**Excerpted passage**
'''

Oh yeah, I'm crazy about Steel Series appliances, too. In fact, I think the Steel Series is totally worth the price.


----------



## Frank Nitty (Apr 21, 2021)

GarPil12 said:


> Oh yeah, I'm crazy about Steel Series appliances, too. In fact, I think the Steel Series is totally worth the price.


Wireless???


----------



## Romulanman (Apr 21, 2021)

Frank Nitty said:


> Wireless???


Mine aren't. That version was like $25 more and I sit right in front of the TV anyway.


----------



## Frank Nitty (Apr 21, 2021)

Romulanman said:


> Mine aren't. That version was like $25 more and I sit right in front of the TV anyway.


I might have to pay it,the wire gets in the way sometimes


----------



## Romulanman (Apr 21, 2021)

Frank Nitty said:


> I might have to pay it,the wire gets in the way sometimes


Only time I noticed is when would jump up outta my chair to go piss before the next Warzone plunder match was loading up lol


----------



## Frank Nitty (Apr 21, 2021)

Romulanman said:


> Only time I noticed is when would jump up outta my chair to go piss before the next Warzone plunder match was loading up lol


Yeah exactly!!! I move around a lot so wireless would be the way for me to go


----------

'''

**Supplied data**
'''

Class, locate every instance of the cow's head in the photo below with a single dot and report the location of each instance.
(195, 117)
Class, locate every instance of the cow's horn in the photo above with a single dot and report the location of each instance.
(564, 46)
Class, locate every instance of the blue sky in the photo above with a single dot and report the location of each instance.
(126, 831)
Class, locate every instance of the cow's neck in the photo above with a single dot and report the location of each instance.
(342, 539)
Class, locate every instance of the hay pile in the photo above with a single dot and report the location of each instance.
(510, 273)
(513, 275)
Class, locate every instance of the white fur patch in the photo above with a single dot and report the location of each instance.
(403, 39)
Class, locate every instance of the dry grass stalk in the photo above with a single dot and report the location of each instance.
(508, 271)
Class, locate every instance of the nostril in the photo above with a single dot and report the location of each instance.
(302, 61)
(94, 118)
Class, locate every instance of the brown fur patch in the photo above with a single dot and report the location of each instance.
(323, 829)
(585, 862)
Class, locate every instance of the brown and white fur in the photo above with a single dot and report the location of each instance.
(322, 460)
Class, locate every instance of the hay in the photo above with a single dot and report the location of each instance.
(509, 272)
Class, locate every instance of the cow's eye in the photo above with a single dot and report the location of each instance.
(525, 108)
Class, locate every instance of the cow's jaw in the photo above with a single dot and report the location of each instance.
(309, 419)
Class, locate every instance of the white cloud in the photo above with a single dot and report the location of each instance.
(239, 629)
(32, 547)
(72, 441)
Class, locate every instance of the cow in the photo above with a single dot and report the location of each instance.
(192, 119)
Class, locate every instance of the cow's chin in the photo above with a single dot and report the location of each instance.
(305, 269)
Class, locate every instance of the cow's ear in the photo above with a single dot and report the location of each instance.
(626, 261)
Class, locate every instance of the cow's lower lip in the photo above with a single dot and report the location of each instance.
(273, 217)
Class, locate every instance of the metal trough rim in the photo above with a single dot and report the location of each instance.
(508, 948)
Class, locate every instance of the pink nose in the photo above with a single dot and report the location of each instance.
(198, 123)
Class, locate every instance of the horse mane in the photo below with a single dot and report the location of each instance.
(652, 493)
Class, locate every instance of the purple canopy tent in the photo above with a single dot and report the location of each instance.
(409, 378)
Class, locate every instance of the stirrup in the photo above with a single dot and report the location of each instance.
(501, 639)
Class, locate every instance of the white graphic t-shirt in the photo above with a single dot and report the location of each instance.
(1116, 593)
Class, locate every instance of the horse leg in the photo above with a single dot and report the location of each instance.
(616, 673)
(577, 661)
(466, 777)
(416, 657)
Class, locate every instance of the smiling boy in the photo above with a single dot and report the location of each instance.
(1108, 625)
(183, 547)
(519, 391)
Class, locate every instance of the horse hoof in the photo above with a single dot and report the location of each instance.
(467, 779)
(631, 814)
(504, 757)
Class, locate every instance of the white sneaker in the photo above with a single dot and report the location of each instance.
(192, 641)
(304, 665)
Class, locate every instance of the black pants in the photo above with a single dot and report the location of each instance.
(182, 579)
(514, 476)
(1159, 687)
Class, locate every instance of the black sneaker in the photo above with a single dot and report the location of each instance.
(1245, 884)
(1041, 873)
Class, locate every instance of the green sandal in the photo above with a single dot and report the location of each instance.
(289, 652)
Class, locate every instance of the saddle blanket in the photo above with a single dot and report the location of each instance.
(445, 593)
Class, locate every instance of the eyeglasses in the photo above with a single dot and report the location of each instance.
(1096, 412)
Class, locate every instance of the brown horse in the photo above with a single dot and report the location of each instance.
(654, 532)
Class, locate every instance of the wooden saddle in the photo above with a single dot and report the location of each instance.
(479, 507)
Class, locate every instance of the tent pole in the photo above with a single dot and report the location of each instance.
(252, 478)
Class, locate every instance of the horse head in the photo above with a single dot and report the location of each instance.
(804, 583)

'''

**What you have to do**
Name each distinct username that appears in the forum thread, counting each one only once. The data above stand apart from the forum thread and have no connection to it.

**Correct result**
GarPil12, Frank Nitty, Romulanman